- _A fazer_
1. Reproduza fielmente o trecho do texto sobre o Iluminismo que vai desde "Voltaire (1694-1778), símbolo" até "setembro de 1762.)".
2. Com base no texto sobre o Iluminismo, responda:
(a) Em que data Diderot escreveu a carta a Voltaire citada no início?
(b) Quais pensadores do século anterior os iluministas consideravam seus mentores espirituais?
(c) Por quais cidades se espalhavam os membros da família iluminista?

- _Texto fornecido_
O Iluminismo

01/05/2014 16:02

 

 

                                                         
                                                Voltaire (1694-1778), símbolo do Iluminismo
 

    "Nossa divisa é: sem quartel aos supersticiosos, aos fanáticos, aos ignorantes, aos loucos, aos perversos e aos tiranos...será que nos chamamos de filósofos para nada?" - (Carta de Diderot a Voltaire, em 29 de setembro de 1762.)

 

A família iluminista

 

    Acreditavam-se todos eles pertencer a uma só família, cujos membros espalhavam-se por Edimburgo, Nápoles, Filadélfia, Berlim, Milão ou Königsberg e, é claro, Paris. Eram os philosophes iluministas, escritores e livres-pensantes que organizavam-se ao redor de alguns dos mestres-pensadores da época, tais como Adam Smith, David Hume, Edward Gibbon, Diderot, o barão d'Holbach, Helvetius, o excêntrico filósofo Emanuel Kant e, evidentemente, em torno do "mestre" Jean-Jacques Rousseau e do seu rival , o "rei" Voltaire. Consideravam seus mentores espirituais os grandes pensadores do século anterior, tais como René Descartes, Isaac Newton e John Locke. Como em qualquer família, ocorriam desavenças entre eles. mas qualquer insinuação de prisão ou censura que pairasse sobre um dos seus integrantes, era o sinal para que os demais se mobilizassem na defesa do perseguido. Tornou-se célebre a afirmação de Voltaire que disse a um contendor seu: "Senhor, sou contra tudo o que vossa senhoria disse, mas defenderei até a morte o seu direito de dize-la".

- _Informações exibidas_
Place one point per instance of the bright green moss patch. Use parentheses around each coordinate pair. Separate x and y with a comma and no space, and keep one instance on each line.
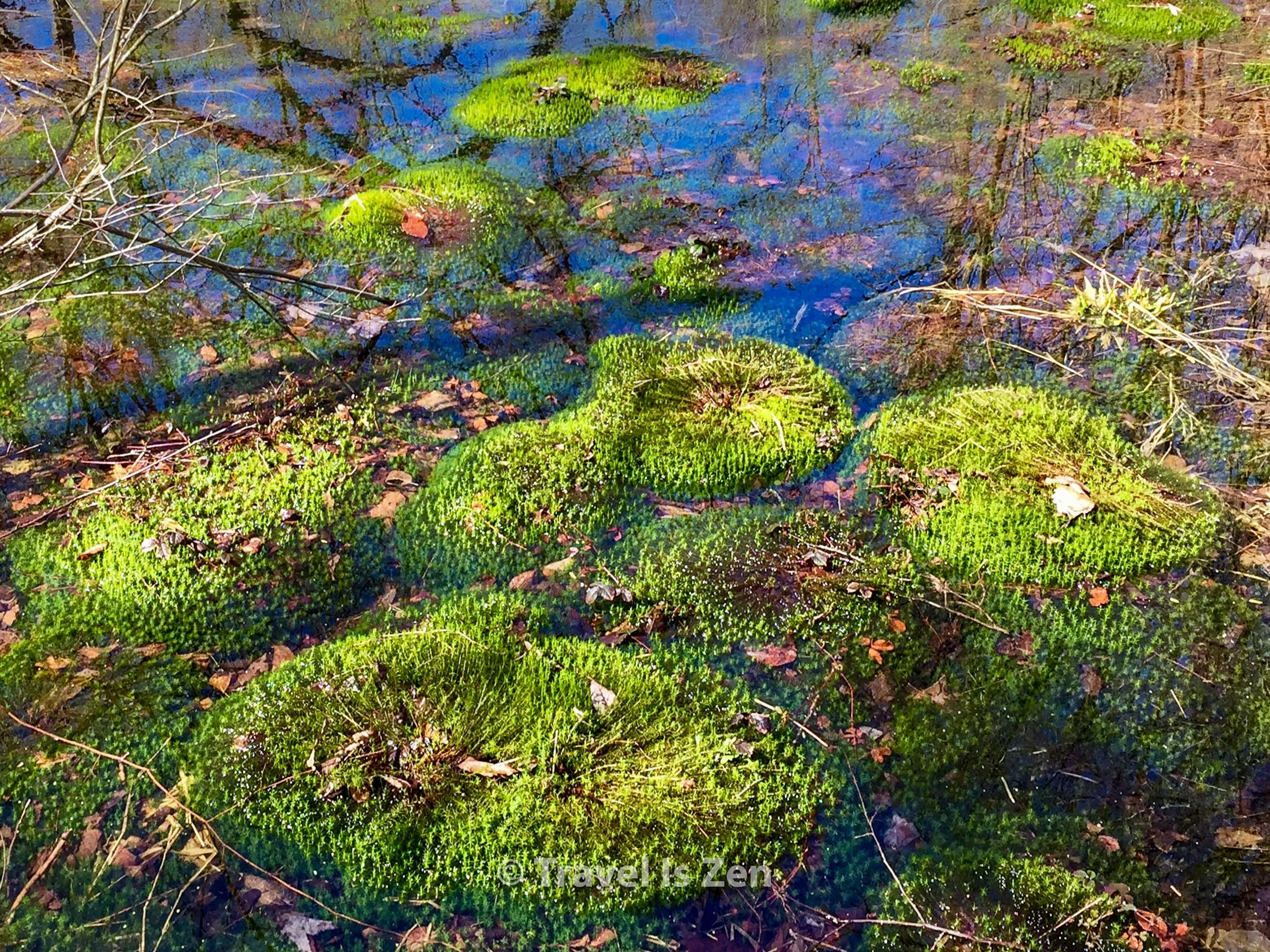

- _Respostas por tarefa_
1.
Voltaire (1694-1778), símbolo do Iluminismo
 

    "Nossa divisa é: sem quartel aos supersticiosos, aos fanáticos, aos ignorantes, aos loucos, aos perversos e aos tiranos...será que nos chamamos de filósofos para nada?" - (Carta de Diderot a Voltaire, em 29 de setembro de 1762.)

2.
(a) Em 29 de setembro de 1762.
(b) René Descartes, Isaac Newton e John Locke.
(c) Edimburgo, Nápoles, Filadélfia, Berlim, Milão, Königsberg e Paris.